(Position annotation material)
########################################

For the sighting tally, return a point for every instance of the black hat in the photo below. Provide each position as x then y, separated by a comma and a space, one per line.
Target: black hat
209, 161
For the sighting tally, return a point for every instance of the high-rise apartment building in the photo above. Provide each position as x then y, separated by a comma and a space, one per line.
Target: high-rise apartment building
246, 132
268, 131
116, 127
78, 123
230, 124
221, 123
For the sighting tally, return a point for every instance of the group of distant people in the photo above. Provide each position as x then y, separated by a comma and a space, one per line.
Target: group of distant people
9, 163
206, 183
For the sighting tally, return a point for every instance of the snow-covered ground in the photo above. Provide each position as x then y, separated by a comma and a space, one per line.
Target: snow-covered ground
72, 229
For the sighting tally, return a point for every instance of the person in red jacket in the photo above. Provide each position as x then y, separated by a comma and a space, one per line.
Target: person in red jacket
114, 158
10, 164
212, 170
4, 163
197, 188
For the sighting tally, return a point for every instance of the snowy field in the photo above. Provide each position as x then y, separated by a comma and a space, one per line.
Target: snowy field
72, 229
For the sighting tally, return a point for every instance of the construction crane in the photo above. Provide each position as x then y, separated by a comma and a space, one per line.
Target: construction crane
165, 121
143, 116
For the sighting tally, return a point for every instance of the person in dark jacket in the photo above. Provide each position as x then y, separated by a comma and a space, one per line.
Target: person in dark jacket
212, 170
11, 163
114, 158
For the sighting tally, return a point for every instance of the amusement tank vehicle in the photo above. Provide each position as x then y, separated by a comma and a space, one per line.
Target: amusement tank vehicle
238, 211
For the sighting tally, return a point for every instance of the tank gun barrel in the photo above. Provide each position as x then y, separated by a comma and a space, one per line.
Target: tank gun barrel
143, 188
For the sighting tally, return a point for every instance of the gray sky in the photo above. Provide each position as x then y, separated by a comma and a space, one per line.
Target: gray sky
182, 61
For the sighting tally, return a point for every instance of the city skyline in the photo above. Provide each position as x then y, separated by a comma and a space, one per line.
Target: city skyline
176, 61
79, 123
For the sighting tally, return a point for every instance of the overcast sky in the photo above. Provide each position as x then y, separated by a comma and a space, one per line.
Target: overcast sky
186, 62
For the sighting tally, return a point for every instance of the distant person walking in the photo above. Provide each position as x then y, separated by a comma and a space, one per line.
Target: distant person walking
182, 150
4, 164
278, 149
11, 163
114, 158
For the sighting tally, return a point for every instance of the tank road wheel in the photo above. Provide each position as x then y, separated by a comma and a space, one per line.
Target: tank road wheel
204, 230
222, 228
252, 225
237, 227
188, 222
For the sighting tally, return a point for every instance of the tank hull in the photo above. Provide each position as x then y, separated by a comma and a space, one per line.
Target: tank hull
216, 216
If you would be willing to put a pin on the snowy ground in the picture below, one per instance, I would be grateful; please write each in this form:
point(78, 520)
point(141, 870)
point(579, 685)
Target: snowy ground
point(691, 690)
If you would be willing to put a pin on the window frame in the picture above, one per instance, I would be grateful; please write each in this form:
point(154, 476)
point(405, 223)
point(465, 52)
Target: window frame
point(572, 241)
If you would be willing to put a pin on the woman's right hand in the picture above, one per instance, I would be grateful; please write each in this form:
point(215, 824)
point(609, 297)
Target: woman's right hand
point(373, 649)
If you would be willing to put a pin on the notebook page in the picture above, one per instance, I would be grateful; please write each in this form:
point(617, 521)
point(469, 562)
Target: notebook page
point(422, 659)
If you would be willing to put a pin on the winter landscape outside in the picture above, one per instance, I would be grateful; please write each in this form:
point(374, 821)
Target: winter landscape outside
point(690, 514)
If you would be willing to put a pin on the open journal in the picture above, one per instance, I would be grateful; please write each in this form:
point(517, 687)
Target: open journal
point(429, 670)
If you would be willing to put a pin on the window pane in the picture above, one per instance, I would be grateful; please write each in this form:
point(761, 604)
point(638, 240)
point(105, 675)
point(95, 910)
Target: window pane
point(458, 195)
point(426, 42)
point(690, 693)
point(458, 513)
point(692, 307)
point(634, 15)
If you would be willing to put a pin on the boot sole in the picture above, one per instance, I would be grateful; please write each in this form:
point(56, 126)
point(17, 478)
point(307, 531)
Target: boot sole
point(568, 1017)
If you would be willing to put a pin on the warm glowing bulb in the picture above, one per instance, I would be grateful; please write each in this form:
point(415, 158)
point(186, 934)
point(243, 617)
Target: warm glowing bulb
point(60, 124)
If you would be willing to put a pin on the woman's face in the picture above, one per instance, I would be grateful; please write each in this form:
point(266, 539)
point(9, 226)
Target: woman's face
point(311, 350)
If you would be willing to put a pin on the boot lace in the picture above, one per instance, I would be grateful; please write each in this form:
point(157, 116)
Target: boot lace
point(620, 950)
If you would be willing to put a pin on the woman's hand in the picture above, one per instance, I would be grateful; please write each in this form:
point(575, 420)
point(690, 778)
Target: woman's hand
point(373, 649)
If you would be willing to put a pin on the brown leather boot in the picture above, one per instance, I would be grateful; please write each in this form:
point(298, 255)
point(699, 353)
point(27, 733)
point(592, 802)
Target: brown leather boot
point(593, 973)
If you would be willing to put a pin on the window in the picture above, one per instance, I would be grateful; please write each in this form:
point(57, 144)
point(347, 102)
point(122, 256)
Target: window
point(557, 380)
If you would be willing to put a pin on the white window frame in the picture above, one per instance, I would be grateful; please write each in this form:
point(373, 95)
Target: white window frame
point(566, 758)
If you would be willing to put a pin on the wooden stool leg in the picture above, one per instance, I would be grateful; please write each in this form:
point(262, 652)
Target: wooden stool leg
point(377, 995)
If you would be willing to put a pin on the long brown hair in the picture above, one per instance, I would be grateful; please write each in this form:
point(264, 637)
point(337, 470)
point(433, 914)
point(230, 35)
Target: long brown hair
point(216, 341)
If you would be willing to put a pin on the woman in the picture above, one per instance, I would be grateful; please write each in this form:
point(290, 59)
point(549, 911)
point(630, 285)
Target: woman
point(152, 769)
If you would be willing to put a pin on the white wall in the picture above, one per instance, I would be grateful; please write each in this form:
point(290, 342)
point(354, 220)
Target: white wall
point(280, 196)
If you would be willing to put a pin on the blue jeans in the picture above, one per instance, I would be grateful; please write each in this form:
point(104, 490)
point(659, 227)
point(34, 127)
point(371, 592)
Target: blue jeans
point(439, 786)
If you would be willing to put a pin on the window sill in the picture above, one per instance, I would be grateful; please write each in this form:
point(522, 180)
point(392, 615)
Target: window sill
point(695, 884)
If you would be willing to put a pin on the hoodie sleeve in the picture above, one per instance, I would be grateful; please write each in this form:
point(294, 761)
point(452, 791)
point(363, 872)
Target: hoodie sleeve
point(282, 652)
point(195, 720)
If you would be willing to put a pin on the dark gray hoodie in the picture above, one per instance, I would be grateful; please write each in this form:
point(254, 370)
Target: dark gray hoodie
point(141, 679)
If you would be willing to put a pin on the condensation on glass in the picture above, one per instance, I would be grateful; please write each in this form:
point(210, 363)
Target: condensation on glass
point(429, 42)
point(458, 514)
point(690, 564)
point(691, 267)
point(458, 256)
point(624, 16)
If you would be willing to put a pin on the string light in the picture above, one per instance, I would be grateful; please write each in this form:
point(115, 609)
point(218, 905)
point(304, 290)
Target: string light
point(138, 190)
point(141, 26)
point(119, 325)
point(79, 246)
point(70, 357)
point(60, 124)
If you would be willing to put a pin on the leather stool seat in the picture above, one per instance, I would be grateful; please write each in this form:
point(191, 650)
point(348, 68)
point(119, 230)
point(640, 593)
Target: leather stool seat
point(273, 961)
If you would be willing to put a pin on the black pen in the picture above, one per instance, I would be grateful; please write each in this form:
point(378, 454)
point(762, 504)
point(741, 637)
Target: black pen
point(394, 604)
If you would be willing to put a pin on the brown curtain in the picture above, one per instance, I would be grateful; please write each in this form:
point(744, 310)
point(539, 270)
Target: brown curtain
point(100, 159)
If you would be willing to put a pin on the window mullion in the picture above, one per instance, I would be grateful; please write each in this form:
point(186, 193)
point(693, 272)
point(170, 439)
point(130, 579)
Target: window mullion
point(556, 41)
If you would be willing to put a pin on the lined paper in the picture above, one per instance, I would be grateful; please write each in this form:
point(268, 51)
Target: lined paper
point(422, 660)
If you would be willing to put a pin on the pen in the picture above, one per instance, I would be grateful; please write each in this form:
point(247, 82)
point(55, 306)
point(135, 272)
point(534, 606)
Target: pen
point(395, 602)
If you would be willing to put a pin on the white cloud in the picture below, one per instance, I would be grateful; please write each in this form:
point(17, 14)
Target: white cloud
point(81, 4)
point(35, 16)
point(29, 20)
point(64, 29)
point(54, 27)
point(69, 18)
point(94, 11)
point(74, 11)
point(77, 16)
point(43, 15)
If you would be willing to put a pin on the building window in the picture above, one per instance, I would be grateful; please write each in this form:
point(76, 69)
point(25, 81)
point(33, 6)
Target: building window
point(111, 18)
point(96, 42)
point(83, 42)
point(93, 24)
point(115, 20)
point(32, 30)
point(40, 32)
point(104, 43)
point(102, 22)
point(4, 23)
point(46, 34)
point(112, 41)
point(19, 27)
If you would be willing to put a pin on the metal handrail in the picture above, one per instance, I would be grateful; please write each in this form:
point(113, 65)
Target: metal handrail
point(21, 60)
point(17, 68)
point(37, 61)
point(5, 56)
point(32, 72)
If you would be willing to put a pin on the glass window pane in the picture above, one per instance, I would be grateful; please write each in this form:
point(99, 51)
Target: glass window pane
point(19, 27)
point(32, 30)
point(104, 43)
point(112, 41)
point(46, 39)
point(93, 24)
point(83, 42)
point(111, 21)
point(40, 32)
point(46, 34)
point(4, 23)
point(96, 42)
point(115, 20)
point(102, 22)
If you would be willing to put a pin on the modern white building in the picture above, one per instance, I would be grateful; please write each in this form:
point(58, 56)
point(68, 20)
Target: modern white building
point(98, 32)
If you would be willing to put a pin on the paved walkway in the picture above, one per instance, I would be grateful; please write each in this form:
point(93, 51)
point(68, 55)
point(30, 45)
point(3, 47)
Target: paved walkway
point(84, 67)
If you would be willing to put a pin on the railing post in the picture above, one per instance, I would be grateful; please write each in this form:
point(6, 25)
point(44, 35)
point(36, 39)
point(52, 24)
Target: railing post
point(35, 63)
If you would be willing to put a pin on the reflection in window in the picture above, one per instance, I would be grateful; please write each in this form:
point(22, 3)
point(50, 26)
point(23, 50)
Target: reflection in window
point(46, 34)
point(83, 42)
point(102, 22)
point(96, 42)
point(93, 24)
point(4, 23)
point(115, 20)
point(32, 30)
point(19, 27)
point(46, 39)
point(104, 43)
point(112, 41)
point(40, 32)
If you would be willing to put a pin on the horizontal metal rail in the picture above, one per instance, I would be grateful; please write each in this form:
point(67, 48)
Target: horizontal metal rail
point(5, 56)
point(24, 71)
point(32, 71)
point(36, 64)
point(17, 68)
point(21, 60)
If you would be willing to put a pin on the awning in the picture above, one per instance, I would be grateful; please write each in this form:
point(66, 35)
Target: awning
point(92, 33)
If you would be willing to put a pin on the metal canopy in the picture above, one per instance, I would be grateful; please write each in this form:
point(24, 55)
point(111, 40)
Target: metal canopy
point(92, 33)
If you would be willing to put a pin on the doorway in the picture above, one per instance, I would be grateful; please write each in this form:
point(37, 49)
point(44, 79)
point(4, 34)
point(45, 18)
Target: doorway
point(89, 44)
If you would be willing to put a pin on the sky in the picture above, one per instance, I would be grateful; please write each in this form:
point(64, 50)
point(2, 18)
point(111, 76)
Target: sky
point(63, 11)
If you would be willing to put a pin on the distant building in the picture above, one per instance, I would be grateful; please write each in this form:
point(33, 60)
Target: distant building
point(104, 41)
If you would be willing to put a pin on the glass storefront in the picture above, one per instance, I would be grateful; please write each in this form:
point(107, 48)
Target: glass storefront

########################################

What needs to be done → Rewrite the material between the lines holding "the woman's face" and "point(311, 350)", inclusive, swapping "pin" for "marker" and leaving everything else as it stands.

Task answer →
If you would be willing to put a marker on the woman's face in the picture above, one per instance, I would be grateful; please write each in this form:
point(266, 539)
point(9, 226)
Target: woman's face
point(311, 350)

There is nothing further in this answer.